[Dataset entries]
════════════════
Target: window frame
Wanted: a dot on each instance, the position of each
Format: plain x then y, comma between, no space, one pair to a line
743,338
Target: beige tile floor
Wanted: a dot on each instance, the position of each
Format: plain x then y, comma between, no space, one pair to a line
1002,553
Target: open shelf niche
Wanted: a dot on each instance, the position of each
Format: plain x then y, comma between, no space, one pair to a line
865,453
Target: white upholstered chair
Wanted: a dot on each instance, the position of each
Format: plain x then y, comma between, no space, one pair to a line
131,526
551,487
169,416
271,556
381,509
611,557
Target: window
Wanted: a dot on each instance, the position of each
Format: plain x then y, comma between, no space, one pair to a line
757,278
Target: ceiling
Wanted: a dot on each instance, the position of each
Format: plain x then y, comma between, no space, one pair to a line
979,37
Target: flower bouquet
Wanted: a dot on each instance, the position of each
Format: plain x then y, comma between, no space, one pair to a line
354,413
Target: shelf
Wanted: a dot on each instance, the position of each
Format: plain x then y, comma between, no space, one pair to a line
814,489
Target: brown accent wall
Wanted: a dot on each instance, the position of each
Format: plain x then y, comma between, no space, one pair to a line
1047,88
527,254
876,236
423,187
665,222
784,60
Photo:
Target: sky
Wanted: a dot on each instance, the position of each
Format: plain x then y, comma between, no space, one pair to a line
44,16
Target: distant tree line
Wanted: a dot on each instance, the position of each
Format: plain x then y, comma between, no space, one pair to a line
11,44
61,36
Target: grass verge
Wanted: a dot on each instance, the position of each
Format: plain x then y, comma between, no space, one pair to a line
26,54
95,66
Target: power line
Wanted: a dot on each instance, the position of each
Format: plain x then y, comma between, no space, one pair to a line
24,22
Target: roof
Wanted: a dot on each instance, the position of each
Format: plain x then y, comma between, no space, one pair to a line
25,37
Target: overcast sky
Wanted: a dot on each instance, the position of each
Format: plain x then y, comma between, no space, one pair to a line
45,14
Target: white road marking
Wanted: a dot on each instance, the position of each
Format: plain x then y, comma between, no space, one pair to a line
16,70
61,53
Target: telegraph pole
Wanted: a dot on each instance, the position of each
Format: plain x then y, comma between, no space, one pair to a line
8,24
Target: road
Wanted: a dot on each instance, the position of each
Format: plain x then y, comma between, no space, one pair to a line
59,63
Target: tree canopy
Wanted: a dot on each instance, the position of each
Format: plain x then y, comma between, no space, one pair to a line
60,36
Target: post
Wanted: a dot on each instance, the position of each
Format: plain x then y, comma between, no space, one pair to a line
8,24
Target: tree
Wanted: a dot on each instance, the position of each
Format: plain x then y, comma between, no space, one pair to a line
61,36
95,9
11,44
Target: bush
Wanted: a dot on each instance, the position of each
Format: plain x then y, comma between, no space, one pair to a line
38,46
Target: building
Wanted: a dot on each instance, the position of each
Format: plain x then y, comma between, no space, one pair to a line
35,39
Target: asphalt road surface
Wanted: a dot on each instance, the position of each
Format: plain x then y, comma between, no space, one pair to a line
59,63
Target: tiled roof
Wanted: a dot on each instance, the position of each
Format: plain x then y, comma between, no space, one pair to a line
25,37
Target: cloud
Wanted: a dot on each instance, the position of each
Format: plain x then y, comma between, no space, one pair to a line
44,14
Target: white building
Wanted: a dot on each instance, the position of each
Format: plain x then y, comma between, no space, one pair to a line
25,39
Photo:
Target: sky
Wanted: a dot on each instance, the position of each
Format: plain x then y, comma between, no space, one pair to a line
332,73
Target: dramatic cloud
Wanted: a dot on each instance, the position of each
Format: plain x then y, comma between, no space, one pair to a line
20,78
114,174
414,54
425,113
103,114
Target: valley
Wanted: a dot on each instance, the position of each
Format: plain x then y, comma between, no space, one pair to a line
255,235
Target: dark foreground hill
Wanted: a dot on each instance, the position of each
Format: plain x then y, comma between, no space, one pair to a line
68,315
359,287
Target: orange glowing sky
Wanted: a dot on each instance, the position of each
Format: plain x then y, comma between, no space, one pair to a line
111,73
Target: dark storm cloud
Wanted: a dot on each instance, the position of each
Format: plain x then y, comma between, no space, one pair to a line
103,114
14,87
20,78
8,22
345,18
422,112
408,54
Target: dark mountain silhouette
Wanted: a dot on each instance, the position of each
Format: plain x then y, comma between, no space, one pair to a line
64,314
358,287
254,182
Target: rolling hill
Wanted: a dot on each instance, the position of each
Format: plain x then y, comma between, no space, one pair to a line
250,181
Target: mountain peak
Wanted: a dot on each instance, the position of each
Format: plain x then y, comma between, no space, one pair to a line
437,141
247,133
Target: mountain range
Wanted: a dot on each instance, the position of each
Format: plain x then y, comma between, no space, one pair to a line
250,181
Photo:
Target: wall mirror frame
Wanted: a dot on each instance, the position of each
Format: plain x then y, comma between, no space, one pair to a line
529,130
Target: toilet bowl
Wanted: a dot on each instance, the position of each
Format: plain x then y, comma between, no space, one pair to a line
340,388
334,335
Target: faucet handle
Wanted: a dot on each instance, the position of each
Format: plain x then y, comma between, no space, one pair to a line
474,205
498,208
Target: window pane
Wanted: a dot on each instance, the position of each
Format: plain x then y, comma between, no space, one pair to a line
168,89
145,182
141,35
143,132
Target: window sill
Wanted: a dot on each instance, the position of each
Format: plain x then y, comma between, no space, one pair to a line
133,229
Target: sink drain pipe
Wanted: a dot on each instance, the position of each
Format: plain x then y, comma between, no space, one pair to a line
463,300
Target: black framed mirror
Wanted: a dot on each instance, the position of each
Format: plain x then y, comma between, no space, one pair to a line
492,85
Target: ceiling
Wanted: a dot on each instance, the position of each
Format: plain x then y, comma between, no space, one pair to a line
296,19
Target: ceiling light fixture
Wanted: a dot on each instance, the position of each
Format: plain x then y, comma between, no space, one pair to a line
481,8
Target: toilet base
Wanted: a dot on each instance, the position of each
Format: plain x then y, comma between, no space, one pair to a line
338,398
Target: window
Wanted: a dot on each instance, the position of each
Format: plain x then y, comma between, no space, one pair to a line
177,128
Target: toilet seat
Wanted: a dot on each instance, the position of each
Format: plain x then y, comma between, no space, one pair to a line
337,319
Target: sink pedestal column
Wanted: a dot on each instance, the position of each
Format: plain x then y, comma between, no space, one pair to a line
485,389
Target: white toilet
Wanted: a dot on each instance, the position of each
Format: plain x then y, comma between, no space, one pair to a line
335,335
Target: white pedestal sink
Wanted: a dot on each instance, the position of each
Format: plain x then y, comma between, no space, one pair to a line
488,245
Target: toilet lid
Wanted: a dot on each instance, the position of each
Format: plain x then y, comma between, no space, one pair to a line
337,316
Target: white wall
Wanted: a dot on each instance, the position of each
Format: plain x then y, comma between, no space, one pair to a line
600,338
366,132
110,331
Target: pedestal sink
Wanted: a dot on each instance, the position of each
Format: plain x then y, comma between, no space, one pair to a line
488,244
════════════════
● ABOUT THIS EXERCISE: If a line appears above, it belongs in your answer, printed exactly.

● TASK OUTPUT:
Target: window frame
Wanted: a dot on each instance, the position of each
Format: plain x then y, comma between, no space, one pair to a line
743,338
Target: beige tile floor
Wanted: a dot on each instance, the position of each
Format: plain x then y, comma between, no space, one pair to a line
1002,553
Target: open shelf niche
Wanted: a dot on each instance, the position of each
Format: plain x then y, comma between, no space, one pair to a line
865,453
Target: white upholstered chair
Wanted: a dot on each instance, the position of each
Format: plain x then y, comma between, no space, one pair to a line
131,526
551,487
169,416
271,556
381,509
611,557
Target: window
Wanted: a dot on each instance, the position of each
Format: plain x then y, comma between, no space, one pair to a line
757,278
Target: ceiling
Wanted: a dot on each instance, the position of each
Format: plain x then y, comma between, no space, one pair to a line
979,37
Target: flower bouquet
Wanted: a dot on each instance, the position of each
Format: plain x then y, comma between, no space, one pair to a line
354,413
Target: shelf
Wanted: a dot on each instance, the position of each
Format: plain x then y, comma between, no space, one pair to a line
814,489
Target: brown accent wall
Wanted: a dot on each instance, the position of each
Format: plain x then y, comma between, no space, one pair to a line
1047,88
527,254
876,236
423,187
665,222
784,60
Photo:
Target: sky
Wanted: a dot on each instance, the position of each
Format: plain x then y, comma between, no space, one pair to a line
44,16
Target: distant tree line
Wanted: a dot on each instance, the position of each
Format: plain x then y, comma between, no space, one pair to a line
11,44
61,36
Target: grass verge
Wanted: a dot on each instance, the position of each
Format: plain x then y, comma between, no space, one pair to a line
26,54
95,66
Target: power line
Wanted: a dot on each instance, the position of each
Format: plain x then y, comma between, no space, one pair to a line
24,22
Target: roof
Wanted: a dot on each instance, the position of each
Format: plain x then y, comma between, no space, one pair to a line
25,37
Target: overcast sky
Wanted: a dot on each instance, the position of each
Format: plain x then y, comma between, no space, one pair to a line
45,14
Target: white road marking
Wanted: a dot on each instance, the position of each
Format: plain x then y, comma between, no space, one pair to a line
16,70
61,53
Target: telegraph pole
Wanted: a dot on each instance, the position of each
Format: plain x then y, comma between, no space, one pair to a line
8,24
Target: road
Wanted: a dot on each instance, the position of each
Format: plain x then y, comma between, no space, one pair to a line
59,63
Target: tree canopy
Wanted: a dot on each instance, the position of each
Format: plain x then y, comma between, no space, one pair to a line
60,36
Target: post
Wanted: a dot on each instance, the position of each
Format: plain x then y, comma between, no space, one pair to a line
8,24
Target: tree
Wanted: a dot on each instance, the position of each
Format: plain x then y, comma between, no space, one pair to a line
61,36
95,9
11,44
Target: bush
Wanted: a dot on each instance, the position of each
Format: plain x then y, comma between, no space, one pair to a line
38,46
Target: building
Wanted: a dot on each instance, the position of each
Format: plain x then y, comma between, no space, one pair to a line
35,39
Target: asphalt road surface
Wanted: a dot on each instance, the position of each
Format: plain x then y, comma between, no space, one pair to a line
59,63
Target: tiled roof
Wanted: a dot on each instance, the position of each
Format: plain x then y, comma between, no space, one pair to a line
25,37
Target: cloud
Wanted: a dot on each instance, the position of each
Format: plain x then y, comma between, no space, one pair to a line
44,14
Target: white building
Wanted: a dot on each instance, the position of each
Format: plain x then y, comma between, no space, one pair to a line
25,39
Photo:
Target: sky
Wanted: a dot on each instance, the position of each
Format: plain x then y, comma between, no space, one pair to a line
332,73
Target: dramatic cloud
Wanted: a dot on each instance, the position of each
Format: plain x then y, comma between, no space, one pair to a line
20,78
114,174
414,54
425,113
103,114
Target: valley
Wanted: a dot on each instance, the position of each
Format: plain x then y, comma between, no space, one pair to a line
255,235
Target: dark foreground hill
Wanted: a dot on each instance, the position of each
Format: plain x then y, comma between, no space, one pair to a line
68,315
359,287
Target: orange glowing sky
Wanted: a dot on each instance, the position of each
Format: plain x then y, comma between, no space, one pair to a line
111,73
Target: dark storm cloud
Wanted: a dot on each instance, the position of each
Format: plain x then y, comma between, no space, one pair to a line
103,114
14,87
20,78
8,22
345,18
422,112
408,54
Target: dark mountain silhouette
Wanted: a dot on each instance, the position of each
Format: plain x then y, comma between, no space, one pair to a line
64,314
358,287
254,182
Target: rolling hill
Wanted: a dot on each instance, the position of each
Format: plain x then y, comma between, no space, one pair to a line
250,181
Target: mountain peak
Wanted: a dot on each instance, the position of each
Format: plain x then y, comma between, no space, one pair to a line
437,141
247,133
Target: mountain range
Wanted: a dot on each instance, the position of each
Format: plain x then y, comma between, no space, one pair to a line
250,181
Photo:
Target: wall mirror frame
Wanted: a dot on each instance, the position of each
Format: plain x then y, comma between, no space, one pair to a line
529,130
Target: toilet bowl
Wanted: a dot on each instance, the position of each
Format: plain x then y, comma between, no space, one pair to a line
340,388
334,335
Target: faucet handle
Wanted: a dot on each instance, the position of each
Format: plain x then y, comma between, no space, one pair to a line
474,205
498,208
Target: window pane
Wanted: a dot on each instance, the position of each
Format: plain x then y, comma between, no space, one pair to a line
168,89
145,182
141,35
143,132
Target: window sill
Wanted: a dot on each instance, the position of each
Format: plain x then y, comma between, no space, one pair to a line
133,229
Target: sink drain pipe
Wanted: a dot on each instance, the position of each
Format: plain x then y, comma between, no space, one pair to a line
463,300
Target: black framed mirror
Wanted: a dot on each instance, the position of each
Format: plain x then y, comma between, no space, one pair to a line
492,85
Target: ceiling
Wanted: a dot on each instance, the position of each
Format: plain x then y, comma between, no space, one pair to a line
296,19
Target: ceiling light fixture
Wanted: a dot on each instance, the position of each
Format: plain x then y, comma between, no space, one pair to a line
481,8
Target: toilet base
Wanted: a dot on each instance, the position of each
Format: plain x then y, comma between, no space, one pair to a line
338,398
Target: window
Wanted: a dot on each instance, the position of each
Format: plain x then y, comma between, no space, one pair to a line
177,128
Target: toilet seat
Wanted: a dot on each instance, the position of each
Format: plain x then y, comma between, no space, one pair to a line
337,319
Target: sink pedestal column
Wanted: a dot on each instance, the position of each
Format: plain x then y, comma between, no space, one pair to a line
485,389
Target: white toilet
Wanted: a dot on each instance, the position of each
Format: plain x then y, comma between, no space, one pair to a line
335,335
Target: white pedestal sink
Wanted: a dot on each instance, the position of each
Format: plain x then y, comma between, no space, one pair to a line
488,245
Target: toilet lid
Wanted: a dot on each instance, the position of each
Format: plain x then y, comma between, no space, one pair to a line
337,316
Target: white wall
Wanted: a dot on each instance, the position of each
Format: plain x then y, comma between, no space, one pair to a line
600,338
366,132
110,331
Target: pedestal sink
Wanted: a dot on each instance, the position of each
Format: plain x then y, comma between, no space, one pair to a line
488,244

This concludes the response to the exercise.